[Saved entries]
* * *
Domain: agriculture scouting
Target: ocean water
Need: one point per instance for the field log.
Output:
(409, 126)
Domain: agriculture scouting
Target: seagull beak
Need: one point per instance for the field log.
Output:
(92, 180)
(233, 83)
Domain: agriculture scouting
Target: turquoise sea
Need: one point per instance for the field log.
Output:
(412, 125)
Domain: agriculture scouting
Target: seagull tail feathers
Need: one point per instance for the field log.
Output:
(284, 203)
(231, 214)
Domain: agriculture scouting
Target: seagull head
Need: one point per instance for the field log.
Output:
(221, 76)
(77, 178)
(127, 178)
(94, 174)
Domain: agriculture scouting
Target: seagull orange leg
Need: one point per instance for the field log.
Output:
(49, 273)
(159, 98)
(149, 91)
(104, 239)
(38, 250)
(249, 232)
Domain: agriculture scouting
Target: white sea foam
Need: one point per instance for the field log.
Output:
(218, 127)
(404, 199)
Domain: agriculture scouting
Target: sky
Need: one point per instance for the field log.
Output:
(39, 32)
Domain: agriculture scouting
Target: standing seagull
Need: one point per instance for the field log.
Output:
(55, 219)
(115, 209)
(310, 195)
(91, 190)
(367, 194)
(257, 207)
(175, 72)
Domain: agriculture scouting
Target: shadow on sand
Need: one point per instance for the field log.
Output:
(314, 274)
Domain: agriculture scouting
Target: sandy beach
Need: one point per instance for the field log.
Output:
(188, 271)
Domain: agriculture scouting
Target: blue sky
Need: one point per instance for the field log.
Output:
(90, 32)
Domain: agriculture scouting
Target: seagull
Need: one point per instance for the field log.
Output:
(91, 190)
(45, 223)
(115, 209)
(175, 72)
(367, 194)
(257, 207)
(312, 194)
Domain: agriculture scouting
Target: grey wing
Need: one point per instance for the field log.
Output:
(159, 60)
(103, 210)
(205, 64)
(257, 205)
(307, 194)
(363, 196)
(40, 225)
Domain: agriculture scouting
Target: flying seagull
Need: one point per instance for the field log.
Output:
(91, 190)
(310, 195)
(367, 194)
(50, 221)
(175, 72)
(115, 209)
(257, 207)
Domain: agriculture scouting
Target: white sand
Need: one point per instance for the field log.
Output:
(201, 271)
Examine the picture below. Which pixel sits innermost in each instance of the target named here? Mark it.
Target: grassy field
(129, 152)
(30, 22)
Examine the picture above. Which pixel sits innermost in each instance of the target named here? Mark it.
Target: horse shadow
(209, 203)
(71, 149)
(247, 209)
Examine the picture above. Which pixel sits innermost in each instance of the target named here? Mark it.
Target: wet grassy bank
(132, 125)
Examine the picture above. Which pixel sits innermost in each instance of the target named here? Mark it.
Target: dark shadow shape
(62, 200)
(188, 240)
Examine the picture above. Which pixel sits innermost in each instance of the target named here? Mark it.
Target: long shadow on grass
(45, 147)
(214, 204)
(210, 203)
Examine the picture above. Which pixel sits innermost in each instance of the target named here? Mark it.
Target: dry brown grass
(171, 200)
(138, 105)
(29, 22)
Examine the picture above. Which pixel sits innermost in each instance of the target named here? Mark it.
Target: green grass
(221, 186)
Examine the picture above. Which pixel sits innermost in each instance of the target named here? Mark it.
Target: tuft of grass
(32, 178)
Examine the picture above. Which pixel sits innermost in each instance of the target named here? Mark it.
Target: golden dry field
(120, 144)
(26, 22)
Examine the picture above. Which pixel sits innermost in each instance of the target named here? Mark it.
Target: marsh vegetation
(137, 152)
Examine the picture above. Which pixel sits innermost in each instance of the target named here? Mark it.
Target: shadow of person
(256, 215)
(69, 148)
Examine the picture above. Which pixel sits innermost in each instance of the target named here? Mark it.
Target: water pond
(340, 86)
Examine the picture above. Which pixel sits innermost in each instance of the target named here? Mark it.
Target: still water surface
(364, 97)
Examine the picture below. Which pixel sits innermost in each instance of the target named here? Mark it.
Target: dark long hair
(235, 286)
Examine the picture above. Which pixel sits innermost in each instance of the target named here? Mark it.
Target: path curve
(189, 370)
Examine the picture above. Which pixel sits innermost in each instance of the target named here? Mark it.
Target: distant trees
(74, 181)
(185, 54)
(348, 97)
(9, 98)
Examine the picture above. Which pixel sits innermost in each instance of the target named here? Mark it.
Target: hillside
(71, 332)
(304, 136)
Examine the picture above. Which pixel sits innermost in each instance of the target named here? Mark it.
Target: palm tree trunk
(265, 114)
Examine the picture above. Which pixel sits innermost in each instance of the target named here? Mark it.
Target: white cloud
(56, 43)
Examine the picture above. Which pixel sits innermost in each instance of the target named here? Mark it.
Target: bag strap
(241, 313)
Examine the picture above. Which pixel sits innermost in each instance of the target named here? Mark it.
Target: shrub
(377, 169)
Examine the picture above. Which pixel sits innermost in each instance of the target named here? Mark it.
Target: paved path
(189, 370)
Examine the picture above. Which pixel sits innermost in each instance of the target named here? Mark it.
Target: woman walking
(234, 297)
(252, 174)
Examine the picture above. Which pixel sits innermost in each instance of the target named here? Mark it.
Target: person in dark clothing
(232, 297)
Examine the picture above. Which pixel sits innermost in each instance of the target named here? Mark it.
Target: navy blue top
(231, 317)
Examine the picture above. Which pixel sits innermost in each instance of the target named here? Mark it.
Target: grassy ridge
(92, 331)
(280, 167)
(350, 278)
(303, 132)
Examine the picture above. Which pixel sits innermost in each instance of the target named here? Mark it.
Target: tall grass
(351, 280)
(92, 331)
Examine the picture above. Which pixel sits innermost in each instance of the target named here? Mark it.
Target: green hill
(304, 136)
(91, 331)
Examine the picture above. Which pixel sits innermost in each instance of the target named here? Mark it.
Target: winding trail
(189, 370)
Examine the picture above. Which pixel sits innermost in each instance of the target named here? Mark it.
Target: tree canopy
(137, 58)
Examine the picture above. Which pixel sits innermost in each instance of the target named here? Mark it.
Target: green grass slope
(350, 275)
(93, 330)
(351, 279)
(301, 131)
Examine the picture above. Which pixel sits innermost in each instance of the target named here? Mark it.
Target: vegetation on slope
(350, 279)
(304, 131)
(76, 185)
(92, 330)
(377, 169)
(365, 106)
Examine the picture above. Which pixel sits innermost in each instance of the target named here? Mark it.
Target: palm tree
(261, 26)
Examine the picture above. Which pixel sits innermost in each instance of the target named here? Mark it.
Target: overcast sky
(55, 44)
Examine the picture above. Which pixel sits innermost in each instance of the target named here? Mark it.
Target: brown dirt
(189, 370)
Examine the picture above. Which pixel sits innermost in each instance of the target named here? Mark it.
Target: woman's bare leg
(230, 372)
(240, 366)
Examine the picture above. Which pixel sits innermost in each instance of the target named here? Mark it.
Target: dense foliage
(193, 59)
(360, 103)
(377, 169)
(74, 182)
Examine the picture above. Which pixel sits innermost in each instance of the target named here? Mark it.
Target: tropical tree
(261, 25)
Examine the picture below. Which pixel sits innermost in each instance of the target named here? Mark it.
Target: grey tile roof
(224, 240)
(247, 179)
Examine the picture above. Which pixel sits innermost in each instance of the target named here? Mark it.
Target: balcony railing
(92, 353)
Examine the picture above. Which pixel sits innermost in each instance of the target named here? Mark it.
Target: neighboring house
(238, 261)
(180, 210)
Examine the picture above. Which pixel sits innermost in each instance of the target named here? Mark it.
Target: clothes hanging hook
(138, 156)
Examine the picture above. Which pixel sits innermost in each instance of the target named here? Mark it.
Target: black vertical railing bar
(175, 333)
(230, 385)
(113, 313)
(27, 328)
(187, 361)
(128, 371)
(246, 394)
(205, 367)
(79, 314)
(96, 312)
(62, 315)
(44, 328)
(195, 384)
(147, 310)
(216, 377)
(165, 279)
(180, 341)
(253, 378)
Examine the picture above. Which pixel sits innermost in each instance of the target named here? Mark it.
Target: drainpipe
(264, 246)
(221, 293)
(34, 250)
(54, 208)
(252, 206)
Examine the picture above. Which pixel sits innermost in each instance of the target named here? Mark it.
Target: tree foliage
* * *
# Task to complete
Locate the lines above that hold the word "seagull". Show every one of them.

# Answer space
Target: seagull beak
Target: seagull tail feathers
Target: seagull head
Target: seagull orange leg
Target: standing seagull
Target: seagull
Target: flying seagull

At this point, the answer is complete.